▸ PASSAGE FOURNI:

....................

Nous partons déposer les trésors dans les cachettes de la ville.
Les gens nous regardent dans le cadre de leurs portes en briques.
Là, ça décharge. Vérifier la lumière sur les engins, la petite casse du transport.
Deux camions blancs 20m cube aussi, double le convoi, c’est tout se qui part pour la grande case, les bâtons de feu, le brasero.
C’est un convoi exceptionnel, un instant exceptionnel, un moment que je n’avais jamais vécu comme comédienne de Trottoirs, enfin je vois ce grand préparatif. Et puis, il y a Katell. Elle me raconte : « j’adore la régie technique, les camions, tout s’organise. Que tout soit prêt. Au bon moment. Au bon endroit. » On s’arrête. Là, c’est Olivier qui parle « Vous raccrochez le camion qu’est devant ».
Tintin est sur le plateau du semi en pleine circulation. Il dit qu’il galère pour trouver une femme qui dormirait là haut, sur la queue du scorpion avec lui. C’est qu’ils sont fous les gars d’Oposito !!!
On dirait perché.
Le spectaculaire commence là !! Avant la nuit et la lumière des rubis. C’est là en plein Amiens, en plein quotidien, en plein dans la ville !!! Une planète se prépare à faire décoller le cœur du public. Un vaisseau très spécial. Pour un envol en plein ciel de nuit. Oposito se prépare.

 Vision 4

Les portes-chars, les semis s’appellent LORSITRANS. Transe. Encore.
Transport. Transformation. Transe. Traversée.
La ville circule. Et eux, attentifs, muscles tendus, ils vont cacher les animaux dans la ville, cacher les animaux aux yeux des passants, les bâcher, les voiler pour que tout soit prêt pour embraser les regards.
Bruit métallique des boulons, cliques des clés hallènes. Tu mets où les sangles ?
Bruits de talkis. Klaxons. On descend le scorpion. Ils sont huit, arc-boutés pour amortir l’immense animal de métal. Reste dans l’axe. On laisse partir le cul à droite. On continue, On continue. Même position. On décharge rue des Hautes cornes (oui !! oui !!) c’est vraiment le nom de la rue. Les enfants bouche bée aimeraient bien rester pour voir ça mais papa est pressé. Ils repartent. Le papa baisse la tête. Les enfants se retournent. A cette nuit ?

....................

[Quelques enregistrements]
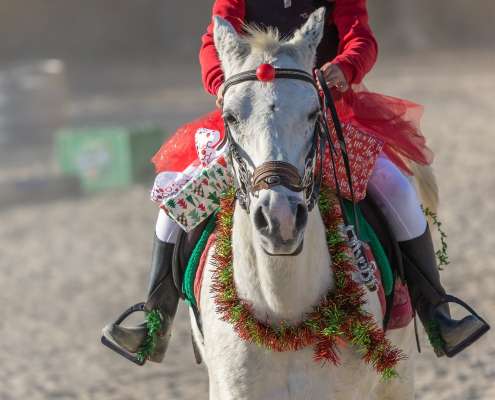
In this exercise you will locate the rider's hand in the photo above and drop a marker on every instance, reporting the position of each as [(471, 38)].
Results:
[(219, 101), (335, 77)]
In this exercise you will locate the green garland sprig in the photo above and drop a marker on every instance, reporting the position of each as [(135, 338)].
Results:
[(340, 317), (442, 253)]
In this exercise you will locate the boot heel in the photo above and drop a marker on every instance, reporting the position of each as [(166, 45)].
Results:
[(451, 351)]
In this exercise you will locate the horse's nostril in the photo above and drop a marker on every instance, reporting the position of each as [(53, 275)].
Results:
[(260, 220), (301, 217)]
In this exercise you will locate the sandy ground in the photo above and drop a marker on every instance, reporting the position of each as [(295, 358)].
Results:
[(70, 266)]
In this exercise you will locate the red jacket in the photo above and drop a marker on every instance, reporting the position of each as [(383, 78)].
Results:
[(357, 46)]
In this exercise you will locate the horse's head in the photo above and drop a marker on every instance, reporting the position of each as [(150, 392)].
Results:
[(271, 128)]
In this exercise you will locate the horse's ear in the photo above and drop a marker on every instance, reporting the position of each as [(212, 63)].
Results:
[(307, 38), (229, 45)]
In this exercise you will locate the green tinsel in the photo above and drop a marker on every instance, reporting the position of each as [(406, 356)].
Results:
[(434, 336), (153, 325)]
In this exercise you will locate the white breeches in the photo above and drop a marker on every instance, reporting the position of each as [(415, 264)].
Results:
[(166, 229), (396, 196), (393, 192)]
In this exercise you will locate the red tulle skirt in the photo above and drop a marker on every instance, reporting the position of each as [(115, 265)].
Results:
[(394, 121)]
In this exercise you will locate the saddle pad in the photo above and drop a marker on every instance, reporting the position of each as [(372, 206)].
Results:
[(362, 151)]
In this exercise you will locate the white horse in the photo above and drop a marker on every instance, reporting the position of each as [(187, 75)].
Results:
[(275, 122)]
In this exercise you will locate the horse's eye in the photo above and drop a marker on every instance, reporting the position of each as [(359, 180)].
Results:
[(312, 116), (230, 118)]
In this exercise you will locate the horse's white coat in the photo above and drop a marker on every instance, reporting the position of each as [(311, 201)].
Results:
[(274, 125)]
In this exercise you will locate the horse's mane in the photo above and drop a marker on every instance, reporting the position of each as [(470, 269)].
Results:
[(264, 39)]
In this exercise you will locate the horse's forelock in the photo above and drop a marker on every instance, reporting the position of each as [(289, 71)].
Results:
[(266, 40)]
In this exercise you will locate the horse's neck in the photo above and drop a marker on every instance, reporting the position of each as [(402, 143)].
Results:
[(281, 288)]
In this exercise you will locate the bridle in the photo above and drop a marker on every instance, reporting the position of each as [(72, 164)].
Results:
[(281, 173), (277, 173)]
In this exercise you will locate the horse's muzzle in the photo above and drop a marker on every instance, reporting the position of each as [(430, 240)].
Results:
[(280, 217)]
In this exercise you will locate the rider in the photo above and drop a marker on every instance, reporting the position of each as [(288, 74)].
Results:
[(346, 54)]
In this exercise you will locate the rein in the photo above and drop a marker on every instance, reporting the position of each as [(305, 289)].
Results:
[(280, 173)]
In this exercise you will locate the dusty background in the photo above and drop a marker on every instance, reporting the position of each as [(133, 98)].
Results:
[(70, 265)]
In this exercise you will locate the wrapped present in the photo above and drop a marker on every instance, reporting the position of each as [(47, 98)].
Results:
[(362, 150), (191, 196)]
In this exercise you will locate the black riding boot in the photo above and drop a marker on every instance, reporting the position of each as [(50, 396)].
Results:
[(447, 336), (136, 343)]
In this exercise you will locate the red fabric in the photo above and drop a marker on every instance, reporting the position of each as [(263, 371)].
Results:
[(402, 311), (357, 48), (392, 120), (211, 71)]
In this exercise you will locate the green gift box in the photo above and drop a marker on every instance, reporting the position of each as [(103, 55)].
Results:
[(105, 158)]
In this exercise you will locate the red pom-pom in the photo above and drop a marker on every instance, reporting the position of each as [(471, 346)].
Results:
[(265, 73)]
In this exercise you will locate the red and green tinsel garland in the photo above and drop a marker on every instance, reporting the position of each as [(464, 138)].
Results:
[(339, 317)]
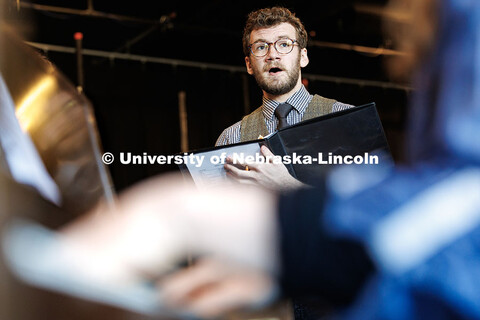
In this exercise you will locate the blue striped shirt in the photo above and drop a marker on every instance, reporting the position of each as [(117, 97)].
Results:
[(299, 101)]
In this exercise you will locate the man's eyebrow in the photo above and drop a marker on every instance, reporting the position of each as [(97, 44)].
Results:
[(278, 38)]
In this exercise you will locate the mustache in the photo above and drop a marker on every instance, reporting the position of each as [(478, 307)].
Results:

....................

▸ OBJECTIF VISÉ: Recopiez à l'identique le récit du convoi d'Oposito, de « Les gens nous » à « feu, le brasero. ».

▸ RÉSULTAT OBTENU:
Les gens nous regardent dans le cadre de leurs portes en briques.
Là, ça décharge. Vérifier la lumière sur les engins, la petite casse du transport.
Deux camions blancs 20m cube aussi, double le convoi, c’est tout se qui part pour la grande case, les bâtons de feu, le brasero.